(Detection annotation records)
-.-.-

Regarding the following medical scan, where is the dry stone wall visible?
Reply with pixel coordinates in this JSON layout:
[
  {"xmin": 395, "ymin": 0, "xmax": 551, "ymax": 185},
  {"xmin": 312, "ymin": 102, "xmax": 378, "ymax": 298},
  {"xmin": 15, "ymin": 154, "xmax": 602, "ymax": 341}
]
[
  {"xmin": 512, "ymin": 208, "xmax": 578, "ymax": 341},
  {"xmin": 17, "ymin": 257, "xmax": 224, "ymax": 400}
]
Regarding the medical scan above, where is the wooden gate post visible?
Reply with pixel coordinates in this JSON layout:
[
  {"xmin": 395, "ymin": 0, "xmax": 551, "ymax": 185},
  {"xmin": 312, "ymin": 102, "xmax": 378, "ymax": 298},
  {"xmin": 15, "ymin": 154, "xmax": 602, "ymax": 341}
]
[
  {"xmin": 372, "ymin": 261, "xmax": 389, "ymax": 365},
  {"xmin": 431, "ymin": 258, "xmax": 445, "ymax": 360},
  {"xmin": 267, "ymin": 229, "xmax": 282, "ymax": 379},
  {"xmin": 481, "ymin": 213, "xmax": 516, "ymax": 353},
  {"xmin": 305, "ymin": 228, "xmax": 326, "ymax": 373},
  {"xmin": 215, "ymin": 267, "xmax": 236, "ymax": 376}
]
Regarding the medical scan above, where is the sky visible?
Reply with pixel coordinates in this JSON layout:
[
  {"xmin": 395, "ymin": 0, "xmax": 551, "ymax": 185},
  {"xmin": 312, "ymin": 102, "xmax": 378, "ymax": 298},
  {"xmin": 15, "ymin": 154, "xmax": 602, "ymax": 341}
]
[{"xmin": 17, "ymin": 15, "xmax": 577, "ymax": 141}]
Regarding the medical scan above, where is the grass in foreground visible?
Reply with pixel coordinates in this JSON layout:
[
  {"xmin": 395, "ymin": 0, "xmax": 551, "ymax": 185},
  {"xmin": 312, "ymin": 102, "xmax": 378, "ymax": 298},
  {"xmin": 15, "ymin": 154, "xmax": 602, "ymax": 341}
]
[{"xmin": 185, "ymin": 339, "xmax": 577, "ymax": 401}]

-.-.-

List every line in the records above that contains the word "where".

*SOLUTION FOR THIS TASK*.
Regarding the following medical scan, where is the dry stone wall visible?
Regarding the medical scan above, where is the wooden gate post visible?
Regarding the medical scan above, where is the sky visible?
Regarding the medical scan above, where is the grass in foreground visible?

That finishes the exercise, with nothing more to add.